• **The request**
Which lines of the records contain the word "each"? Copy out every such line, treating uppercase and lowercase as different.
##### Data for this task
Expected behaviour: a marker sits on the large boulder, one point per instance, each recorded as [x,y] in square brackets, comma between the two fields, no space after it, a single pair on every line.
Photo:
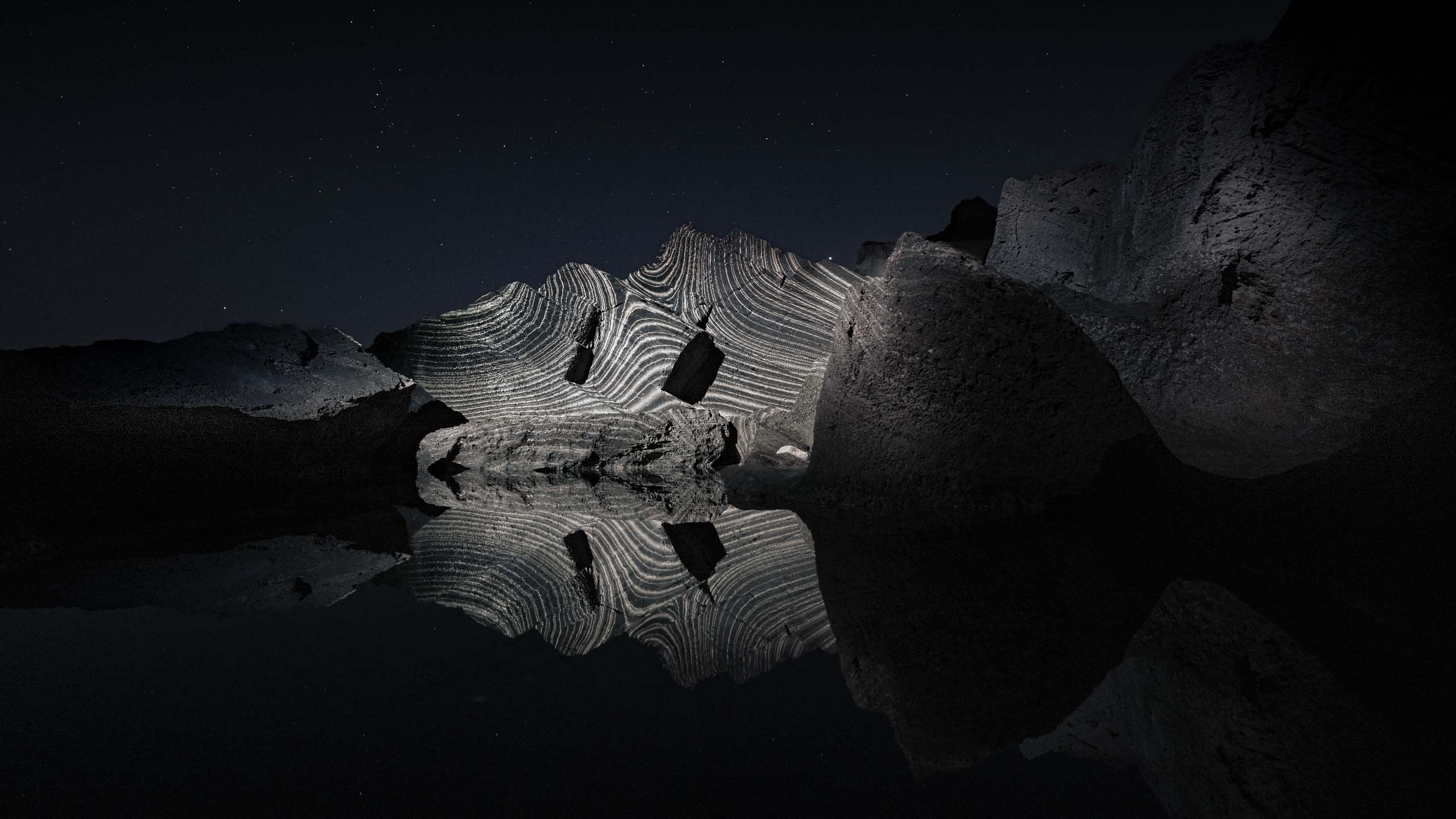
##########
##### Data for this task
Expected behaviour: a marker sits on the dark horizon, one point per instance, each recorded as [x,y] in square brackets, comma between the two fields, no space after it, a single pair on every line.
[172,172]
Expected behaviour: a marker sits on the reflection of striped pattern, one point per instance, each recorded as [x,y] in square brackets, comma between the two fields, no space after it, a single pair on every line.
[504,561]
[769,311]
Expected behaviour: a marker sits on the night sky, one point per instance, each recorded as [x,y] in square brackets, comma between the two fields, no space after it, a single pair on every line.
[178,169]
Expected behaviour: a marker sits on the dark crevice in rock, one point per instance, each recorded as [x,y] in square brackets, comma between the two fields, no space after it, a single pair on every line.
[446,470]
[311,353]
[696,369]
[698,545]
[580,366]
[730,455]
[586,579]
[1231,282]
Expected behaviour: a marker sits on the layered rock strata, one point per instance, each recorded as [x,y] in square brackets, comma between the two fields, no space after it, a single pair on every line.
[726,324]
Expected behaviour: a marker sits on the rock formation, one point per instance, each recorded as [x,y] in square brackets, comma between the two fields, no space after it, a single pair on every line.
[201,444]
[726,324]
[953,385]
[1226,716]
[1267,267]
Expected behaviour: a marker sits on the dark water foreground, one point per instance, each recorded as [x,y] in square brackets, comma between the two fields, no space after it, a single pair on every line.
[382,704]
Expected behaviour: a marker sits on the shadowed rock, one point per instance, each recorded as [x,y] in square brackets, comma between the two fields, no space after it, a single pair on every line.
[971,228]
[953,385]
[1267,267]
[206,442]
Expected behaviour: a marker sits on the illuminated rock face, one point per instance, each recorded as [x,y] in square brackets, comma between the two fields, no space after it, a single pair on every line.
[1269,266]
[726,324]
##########
• **Response to this task**
Expected behaviour: a marker sits on the large boulder, one point per instance, each recorded as [x,y] in square brackets, comma between the two fields, no space after it, a single pair on every line.
Expected behaviour: a marker sits on the dark horizon, one point per instance, each recorded as [x,y] in square brackets, comma between the two fields, no space after it, a single pair on every line.
Expected behaviour: a marker sits on the reflection of striped pattern, one point per instance, each recorded as [x,y] in square brackets, comma between the two fields, no space after it, a single pair on every line.
Expected behaviour: a marker sits on the night sky, one point per instance, each recorded as [x,y] in square brackets, comma between the two fields, no space after it, a single pair on every line.
Expected behaviour: a marker sits on the dark crevice in rock, one point per instance, each recorded as [x,y] in square brackets, comma between the two fields, no space after it, a single pair on every line.
Expected behaviour: a marker sits on the layered rock strata, one point per instance, each recorded as [x,y] in square brackets, comma between the two fields, no space after it, a single pair on every line.
Expected behaviour: a marker sits on the rock formation, one point per instance, each recorded as [x,y] in square brackets, comma between the two fields, no space after it, a single pair on every line.
Expected behaviour: a marker sits on the dark water foreground, one point per instance, each recorded as [x,y] in square brackets, comma between the two fields, no space after it, a single pair on every line.
Expected behaviour: a marker sits on the shadowed rock, one point per instance, each recorded as [x,y] in square brackets, comma between the two fields, no space after it, a single pair on every line.
Expected behaviour: a marker sits on the illuminated rock face, one point per instance, each recorded as [x,y] in square brackets, comma between the two fields, no space after it, a single pair on every line.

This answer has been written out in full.